** BEGIN **

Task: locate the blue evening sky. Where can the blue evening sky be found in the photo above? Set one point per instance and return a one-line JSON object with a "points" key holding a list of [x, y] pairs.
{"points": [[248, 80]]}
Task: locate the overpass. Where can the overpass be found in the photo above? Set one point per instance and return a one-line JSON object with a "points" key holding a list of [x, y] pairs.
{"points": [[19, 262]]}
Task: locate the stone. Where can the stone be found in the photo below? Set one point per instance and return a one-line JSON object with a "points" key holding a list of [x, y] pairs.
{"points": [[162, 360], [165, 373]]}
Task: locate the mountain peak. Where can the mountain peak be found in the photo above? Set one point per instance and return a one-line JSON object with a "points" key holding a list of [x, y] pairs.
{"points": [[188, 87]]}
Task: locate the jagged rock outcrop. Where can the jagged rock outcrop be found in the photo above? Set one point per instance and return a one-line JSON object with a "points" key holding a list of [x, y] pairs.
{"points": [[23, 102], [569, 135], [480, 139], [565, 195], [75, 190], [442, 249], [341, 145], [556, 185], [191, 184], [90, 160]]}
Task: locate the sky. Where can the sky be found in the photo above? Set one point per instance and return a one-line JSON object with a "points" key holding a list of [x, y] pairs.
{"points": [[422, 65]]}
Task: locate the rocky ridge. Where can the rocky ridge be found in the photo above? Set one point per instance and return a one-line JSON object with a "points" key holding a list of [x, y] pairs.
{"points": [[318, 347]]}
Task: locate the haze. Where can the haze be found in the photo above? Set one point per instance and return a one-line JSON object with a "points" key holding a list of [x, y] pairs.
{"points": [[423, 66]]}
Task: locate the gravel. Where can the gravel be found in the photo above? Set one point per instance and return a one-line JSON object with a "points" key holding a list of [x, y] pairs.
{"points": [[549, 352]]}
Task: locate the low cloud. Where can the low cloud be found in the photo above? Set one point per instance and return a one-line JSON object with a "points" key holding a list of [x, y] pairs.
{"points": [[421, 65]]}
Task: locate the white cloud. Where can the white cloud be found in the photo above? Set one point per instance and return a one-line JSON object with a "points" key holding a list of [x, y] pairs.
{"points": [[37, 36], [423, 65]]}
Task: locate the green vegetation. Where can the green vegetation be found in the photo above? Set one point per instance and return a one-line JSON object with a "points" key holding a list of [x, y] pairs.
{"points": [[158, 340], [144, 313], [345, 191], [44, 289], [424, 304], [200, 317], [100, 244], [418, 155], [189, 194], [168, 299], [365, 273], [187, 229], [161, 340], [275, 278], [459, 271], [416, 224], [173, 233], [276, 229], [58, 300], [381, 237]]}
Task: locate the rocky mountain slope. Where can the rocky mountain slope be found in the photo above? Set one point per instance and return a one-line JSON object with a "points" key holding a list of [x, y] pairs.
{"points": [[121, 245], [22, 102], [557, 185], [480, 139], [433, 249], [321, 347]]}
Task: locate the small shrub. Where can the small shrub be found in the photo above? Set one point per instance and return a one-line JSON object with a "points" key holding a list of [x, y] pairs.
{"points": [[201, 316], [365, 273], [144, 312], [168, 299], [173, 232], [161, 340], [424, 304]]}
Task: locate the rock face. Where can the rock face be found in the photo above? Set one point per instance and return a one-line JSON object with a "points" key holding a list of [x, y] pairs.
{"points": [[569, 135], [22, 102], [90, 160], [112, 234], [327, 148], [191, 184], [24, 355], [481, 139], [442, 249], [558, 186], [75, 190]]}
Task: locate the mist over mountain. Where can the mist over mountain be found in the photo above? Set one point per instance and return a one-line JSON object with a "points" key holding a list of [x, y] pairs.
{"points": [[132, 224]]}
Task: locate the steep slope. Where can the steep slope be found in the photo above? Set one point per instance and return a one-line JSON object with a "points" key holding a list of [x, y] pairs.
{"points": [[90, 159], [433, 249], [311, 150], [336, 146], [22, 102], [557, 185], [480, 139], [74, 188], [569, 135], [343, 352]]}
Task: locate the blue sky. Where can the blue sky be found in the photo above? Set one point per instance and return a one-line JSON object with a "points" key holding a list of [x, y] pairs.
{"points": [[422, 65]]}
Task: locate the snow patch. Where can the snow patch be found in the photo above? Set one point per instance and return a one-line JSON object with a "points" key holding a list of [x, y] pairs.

** END **

→ **THE PROBLEM**
Print the listing above in its entirety, with every line exact.

→ **COMPLETED EXERCISE**
Task: locate the blue evening sky. Where can the blue evening sky be found in the photo above? Set one point per instance and return a one-line JSON object with a "points" key holding a list of [x, y] pairs.
{"points": [[248, 80]]}
Task: locate the overpass. Where can the overpass be found in the photo above? Set one point per instance and return a one-line JSON object with a "points" key holding a list of [x, y] pairs.
{"points": [[19, 262]]}
Task: locate the stone. Where can the stone be found in the photo below? Set one point per instance and return a one-line JSON object with a "points" key holding a list of [x, y] pairs.
{"points": [[162, 360], [165, 373]]}
Task: locate the mountain peak. Where can the mountain peak be found in the photo above? Set one point per instance and return a one-line JSON object with a "points" key holding a list of [x, y] pairs.
{"points": [[188, 87]]}
Task: locate the jagged rock outcrop. Where can the jagged rock outcrop be found in the photo above? Set one point per instance and return a one-line JSON object with a "points" key holding a list of [x, y] pairs.
{"points": [[23, 102], [569, 135], [480, 139], [565, 195], [75, 190], [442, 249], [341, 145], [556, 185], [191, 184], [90, 160]]}
Task: locate the sky. Where can the sky be found in the photo above? Set one point per instance and return a one-line JSON object with a "points" key holding a list of [x, y] pairs.
{"points": [[422, 65]]}
Task: locate the rocky ridge. Where can the rocky ridge be found in the photo above? Set one point per instance and return a one-line JSON object with a "points" key holding a list of [x, y] pairs.
{"points": [[318, 347]]}
Task: locate the haze. Where can the haze be found in the photo above? Set one point per instance and return a one-line JSON object with a "points" key holding a list of [x, y] pairs.
{"points": [[423, 66]]}
Task: locate the gravel. Where can the gravel be found in the photo above? Set one point per instance and return a one-line JSON object with a "points" key holding a list of [x, y] pairs.
{"points": [[549, 352]]}
Task: locate the low cloud. Where can the low cloud be found in the photo above? Set one point per instance and return a one-line JSON object with a "points" key holding a list of [x, y] pairs.
{"points": [[421, 65]]}
Task: locate the white cloud. Where can the white cloud be found in the photo above? Set one point per instance and return a one-line JSON object with a "points" key holding a list of [x, y] pairs.
{"points": [[37, 36], [423, 65]]}
Task: locate the green vegetation. Where can the green vegetation be found in the photo above? Set one point per instance and return a one-line JSON object with a "points" key holding a list of [x, y] pairs.
{"points": [[158, 340], [144, 313], [345, 191], [44, 289], [424, 304], [200, 317], [100, 244], [418, 155], [189, 194], [168, 299], [365, 273], [187, 229], [161, 340], [275, 278], [459, 271], [416, 224], [173, 233], [276, 229], [58, 300], [381, 237]]}
Task: locate the rocky mountain slope. Where can the rocky mountain slope be found in the photo above? Set one point per instance and return a one-line JSON object with a "points" key holding a list of [x, y] pairs.
{"points": [[121, 245], [22, 102], [557, 185], [480, 139], [433, 249], [321, 347]]}
Task: locate the small shrub. Where can the small shrub be found in the photo above? Set one point per instance and return a one-line JSON object with a "points" key holding a list of [x, y] pairs.
{"points": [[201, 316], [365, 273], [144, 312], [168, 299], [173, 232], [161, 340], [424, 304]]}
Task: locate the rock face. Where can the rock face be found in the photo above? Set one point per instance and return a one-line JSON object with a "points" key holding a list of [x, y] pairs.
{"points": [[569, 135], [22, 102], [90, 160], [112, 234], [327, 148], [191, 184], [24, 355], [481, 139], [442, 249], [558, 186], [75, 190]]}
Task: locate the mist over mountain. Where can the mist over mountain be found in the photo above? Set one point per instance and return a one-line JSON object with a "points" key holding a list of [x, y] pairs.
{"points": [[132, 224]]}
Task: locate the steep slope. Where can the steep slope be found in the photo above? Set one point per instance and return a one-line JSON object with a "points" key holding a list of [x, y] pairs.
{"points": [[90, 159], [433, 249], [311, 150], [336, 146], [22, 102], [557, 185], [480, 139], [74, 188], [569, 135], [343, 352]]}
Task: locate the blue sky. Where can the blue sky be found in the photo above? Set one point per instance and return a one-line JSON object with a "points" key holding a list of [x, y] pairs.
{"points": [[422, 65]]}
Task: locate the snow patch. Where can the snow patch be found in the photo above? Set one point per instance and return a one-line JSON object with a "points" key holding a list of [x, y] pairs.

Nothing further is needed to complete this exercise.